* What this task involves *
Rewrite the material below, switching "tree trunk" to "tree stump" and leaving everything else unchanged. Omit the pictures.

* Records provided *
———

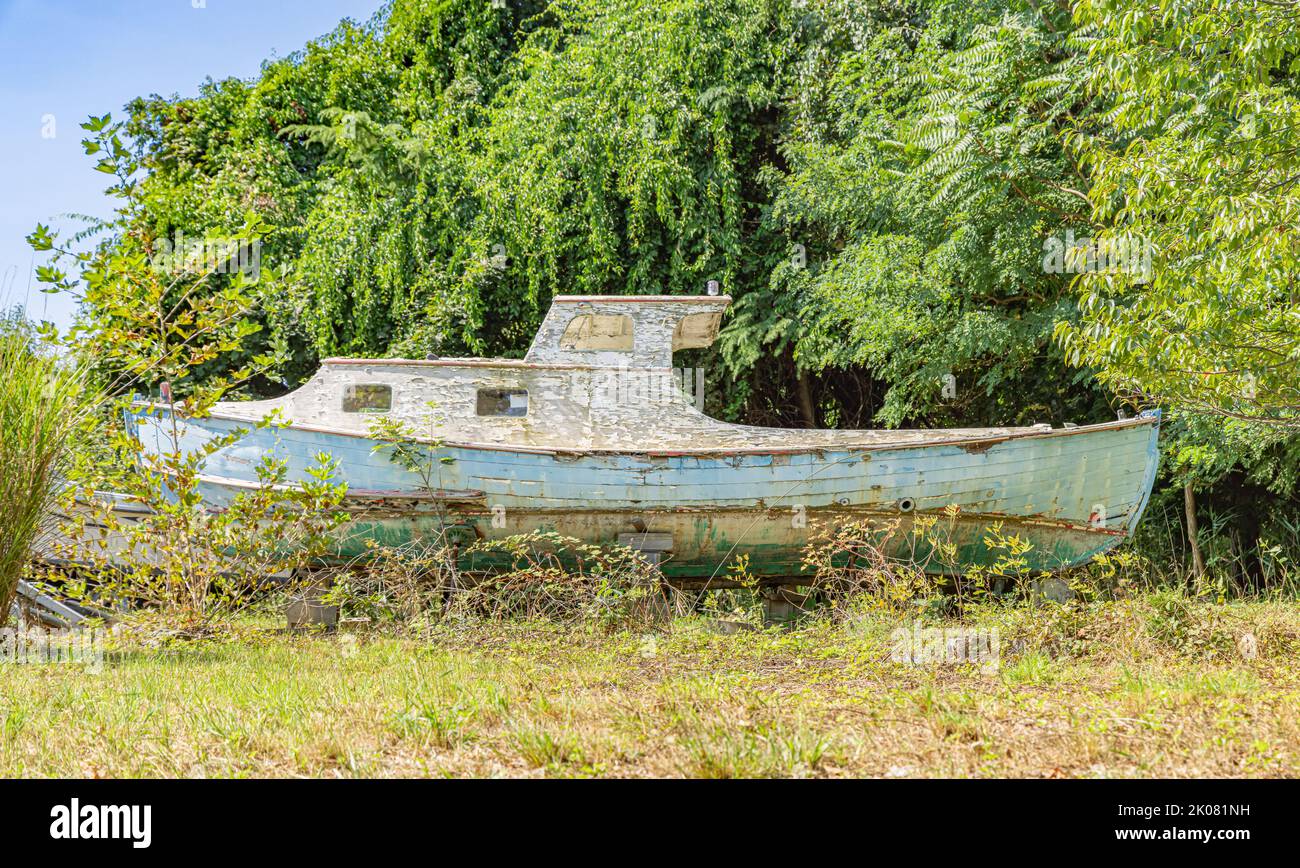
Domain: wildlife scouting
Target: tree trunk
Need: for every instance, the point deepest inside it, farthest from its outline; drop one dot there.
(806, 408)
(1190, 508)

———

* Worked answer *
Domain: wildlife scouting
Target: tree stump
Need: for every instance, the point deepest inside it, farthest from its outline; drop one dot there.
(806, 408)
(1190, 508)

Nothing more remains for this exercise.